■ TASK GOAL
Write out only the lines running from the one that contains "mustache in this photo." to the end of the material, both ends included.

------ RECORD SET

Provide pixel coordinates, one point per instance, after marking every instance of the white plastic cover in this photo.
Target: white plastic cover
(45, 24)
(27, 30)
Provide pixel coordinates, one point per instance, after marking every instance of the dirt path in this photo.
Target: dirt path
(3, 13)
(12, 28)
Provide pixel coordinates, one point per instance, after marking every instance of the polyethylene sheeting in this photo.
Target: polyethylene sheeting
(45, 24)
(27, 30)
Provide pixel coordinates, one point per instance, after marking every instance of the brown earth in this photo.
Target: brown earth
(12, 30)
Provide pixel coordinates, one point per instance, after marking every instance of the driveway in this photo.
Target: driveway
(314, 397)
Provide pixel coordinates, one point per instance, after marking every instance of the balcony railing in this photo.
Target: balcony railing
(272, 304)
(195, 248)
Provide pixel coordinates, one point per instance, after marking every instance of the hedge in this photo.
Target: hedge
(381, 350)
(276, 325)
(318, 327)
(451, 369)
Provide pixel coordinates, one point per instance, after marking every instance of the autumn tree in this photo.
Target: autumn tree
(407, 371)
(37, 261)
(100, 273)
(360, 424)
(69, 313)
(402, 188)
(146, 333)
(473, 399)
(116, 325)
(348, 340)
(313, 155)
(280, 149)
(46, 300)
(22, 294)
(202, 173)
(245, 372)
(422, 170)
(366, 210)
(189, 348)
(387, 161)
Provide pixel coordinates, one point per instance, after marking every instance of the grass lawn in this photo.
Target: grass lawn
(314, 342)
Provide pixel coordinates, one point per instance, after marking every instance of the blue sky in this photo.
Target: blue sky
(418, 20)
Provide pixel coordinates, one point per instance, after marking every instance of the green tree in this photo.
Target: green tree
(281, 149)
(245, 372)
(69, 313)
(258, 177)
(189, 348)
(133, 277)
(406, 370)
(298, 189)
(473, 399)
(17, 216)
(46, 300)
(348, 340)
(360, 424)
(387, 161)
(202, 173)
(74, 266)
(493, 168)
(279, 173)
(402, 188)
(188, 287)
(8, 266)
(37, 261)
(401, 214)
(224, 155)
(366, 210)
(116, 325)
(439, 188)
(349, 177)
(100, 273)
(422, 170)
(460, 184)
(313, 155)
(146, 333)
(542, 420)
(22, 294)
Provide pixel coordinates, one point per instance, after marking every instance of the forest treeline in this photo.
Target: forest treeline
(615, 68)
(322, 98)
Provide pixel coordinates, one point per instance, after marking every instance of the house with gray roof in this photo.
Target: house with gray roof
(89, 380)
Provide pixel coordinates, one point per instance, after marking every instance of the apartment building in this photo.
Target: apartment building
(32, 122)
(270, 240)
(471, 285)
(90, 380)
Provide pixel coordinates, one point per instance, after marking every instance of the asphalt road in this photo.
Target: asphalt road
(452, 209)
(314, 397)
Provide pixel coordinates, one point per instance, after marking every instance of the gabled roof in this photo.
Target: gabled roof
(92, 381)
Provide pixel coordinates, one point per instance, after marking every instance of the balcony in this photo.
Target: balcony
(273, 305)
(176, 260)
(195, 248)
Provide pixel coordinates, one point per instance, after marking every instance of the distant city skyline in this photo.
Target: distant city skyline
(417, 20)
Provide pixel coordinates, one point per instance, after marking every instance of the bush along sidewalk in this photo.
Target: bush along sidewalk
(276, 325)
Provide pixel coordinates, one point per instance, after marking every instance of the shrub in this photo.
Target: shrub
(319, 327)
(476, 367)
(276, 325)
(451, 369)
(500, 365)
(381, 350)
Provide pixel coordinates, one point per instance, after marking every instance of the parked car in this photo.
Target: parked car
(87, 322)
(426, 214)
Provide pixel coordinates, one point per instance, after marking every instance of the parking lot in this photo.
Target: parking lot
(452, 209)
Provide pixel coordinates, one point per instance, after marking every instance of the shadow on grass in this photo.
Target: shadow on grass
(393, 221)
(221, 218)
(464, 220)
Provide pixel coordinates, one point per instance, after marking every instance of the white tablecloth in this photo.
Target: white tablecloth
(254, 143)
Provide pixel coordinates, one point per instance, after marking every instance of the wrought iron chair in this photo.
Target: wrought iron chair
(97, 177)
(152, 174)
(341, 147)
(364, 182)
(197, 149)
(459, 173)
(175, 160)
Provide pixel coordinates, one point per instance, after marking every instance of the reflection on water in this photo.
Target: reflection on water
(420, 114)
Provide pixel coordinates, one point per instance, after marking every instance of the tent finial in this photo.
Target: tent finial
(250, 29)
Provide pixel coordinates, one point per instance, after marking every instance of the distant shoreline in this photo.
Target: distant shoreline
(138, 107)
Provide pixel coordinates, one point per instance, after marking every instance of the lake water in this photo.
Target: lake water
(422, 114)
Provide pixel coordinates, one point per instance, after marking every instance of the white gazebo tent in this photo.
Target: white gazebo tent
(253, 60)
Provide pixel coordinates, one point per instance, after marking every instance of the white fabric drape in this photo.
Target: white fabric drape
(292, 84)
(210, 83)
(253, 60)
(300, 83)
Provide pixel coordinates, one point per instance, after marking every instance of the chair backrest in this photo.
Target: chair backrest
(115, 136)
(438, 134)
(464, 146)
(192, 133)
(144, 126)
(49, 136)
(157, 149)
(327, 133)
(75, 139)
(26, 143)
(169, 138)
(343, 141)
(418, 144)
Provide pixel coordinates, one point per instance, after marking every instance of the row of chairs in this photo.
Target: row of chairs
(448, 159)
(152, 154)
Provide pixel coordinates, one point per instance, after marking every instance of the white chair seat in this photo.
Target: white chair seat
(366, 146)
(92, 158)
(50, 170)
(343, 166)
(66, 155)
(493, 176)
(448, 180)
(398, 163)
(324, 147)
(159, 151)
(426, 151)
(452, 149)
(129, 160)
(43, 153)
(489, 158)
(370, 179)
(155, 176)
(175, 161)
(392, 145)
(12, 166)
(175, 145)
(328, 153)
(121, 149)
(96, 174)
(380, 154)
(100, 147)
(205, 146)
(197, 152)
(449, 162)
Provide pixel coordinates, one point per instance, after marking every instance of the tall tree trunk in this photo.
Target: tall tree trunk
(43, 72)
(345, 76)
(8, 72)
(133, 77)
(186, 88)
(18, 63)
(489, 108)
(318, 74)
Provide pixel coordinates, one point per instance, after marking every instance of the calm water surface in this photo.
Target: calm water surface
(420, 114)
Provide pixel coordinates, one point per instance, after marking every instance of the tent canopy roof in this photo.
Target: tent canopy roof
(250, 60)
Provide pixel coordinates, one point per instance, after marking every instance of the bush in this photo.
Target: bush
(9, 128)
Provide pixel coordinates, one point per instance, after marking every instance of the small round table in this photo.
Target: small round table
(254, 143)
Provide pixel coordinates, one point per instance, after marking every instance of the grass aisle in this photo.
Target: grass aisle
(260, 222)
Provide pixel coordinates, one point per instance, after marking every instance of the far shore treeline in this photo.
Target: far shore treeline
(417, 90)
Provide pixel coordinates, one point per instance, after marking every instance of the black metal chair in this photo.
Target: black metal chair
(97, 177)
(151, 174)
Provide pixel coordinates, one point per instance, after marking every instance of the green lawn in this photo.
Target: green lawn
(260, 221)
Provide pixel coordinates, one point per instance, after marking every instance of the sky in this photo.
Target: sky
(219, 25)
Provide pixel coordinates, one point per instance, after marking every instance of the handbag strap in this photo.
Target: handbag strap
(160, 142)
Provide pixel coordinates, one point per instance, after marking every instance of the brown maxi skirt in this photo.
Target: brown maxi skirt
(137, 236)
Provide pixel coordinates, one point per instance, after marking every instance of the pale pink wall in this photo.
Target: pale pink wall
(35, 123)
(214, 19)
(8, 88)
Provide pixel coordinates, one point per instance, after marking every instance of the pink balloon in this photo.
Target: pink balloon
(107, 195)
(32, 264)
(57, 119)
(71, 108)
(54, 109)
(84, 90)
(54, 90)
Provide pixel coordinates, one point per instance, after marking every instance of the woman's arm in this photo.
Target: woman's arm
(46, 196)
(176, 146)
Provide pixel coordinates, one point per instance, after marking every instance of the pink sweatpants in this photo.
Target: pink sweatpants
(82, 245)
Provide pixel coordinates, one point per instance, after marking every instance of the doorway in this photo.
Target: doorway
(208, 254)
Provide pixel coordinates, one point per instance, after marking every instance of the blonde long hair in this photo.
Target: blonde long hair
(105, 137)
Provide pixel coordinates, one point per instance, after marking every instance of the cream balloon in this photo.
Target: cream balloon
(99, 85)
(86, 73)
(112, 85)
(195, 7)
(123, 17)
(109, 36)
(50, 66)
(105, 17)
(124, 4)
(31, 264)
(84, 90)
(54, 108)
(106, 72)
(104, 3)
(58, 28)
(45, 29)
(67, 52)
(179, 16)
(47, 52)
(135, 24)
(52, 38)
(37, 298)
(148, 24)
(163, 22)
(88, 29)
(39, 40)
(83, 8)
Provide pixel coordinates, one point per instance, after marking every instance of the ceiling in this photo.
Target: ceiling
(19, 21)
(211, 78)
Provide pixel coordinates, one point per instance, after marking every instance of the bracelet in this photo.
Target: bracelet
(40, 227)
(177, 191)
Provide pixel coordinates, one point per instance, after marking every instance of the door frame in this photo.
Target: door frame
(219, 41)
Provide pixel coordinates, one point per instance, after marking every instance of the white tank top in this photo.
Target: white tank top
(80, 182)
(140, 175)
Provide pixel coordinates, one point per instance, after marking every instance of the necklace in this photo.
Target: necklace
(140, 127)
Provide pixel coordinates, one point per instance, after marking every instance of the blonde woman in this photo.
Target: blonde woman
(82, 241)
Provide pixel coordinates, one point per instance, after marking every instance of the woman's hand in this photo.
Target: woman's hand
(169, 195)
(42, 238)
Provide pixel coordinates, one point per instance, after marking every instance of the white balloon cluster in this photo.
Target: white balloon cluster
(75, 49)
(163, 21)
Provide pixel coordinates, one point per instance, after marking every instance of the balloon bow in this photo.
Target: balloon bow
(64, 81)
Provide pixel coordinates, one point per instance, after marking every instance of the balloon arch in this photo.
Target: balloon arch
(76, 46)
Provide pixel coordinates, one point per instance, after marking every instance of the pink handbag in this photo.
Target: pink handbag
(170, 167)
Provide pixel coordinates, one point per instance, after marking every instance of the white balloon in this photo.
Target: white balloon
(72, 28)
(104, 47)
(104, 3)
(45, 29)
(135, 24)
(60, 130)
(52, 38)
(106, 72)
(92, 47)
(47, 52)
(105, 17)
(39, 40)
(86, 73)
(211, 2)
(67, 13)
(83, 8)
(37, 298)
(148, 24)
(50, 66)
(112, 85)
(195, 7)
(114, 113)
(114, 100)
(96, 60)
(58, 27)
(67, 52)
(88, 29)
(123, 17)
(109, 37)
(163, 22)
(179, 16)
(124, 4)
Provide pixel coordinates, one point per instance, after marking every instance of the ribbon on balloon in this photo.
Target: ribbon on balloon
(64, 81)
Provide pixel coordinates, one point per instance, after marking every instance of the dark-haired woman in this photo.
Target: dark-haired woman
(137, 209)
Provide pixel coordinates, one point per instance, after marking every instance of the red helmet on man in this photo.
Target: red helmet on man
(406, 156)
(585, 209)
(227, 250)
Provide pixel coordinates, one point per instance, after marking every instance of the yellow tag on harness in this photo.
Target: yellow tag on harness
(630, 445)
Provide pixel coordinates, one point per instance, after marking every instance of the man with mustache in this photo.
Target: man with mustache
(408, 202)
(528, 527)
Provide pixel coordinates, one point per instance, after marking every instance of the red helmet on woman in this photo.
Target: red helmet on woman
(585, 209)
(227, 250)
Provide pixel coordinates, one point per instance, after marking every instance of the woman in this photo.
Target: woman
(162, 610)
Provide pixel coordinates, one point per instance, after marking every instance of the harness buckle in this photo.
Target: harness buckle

------------

■ THE ANSWER
Provide pixel coordinates, one point per instance, after marking every instance of the man with mustache in this photo.
Target: man with mustache
(408, 202)
(528, 527)
Provide pixel coordinates, one point per instance, after marking every instance of the red helmet on woman in this photo.
Target: red helmet on woman
(585, 209)
(227, 250)
Provide pixel coordinates, one point per instance, after marking every instance of the woman in this photo.
Target: woman
(162, 610)
Provide pixel coordinates, one point per instance, after marking every instance of the harness buckle in this photo.
Target: harness buckle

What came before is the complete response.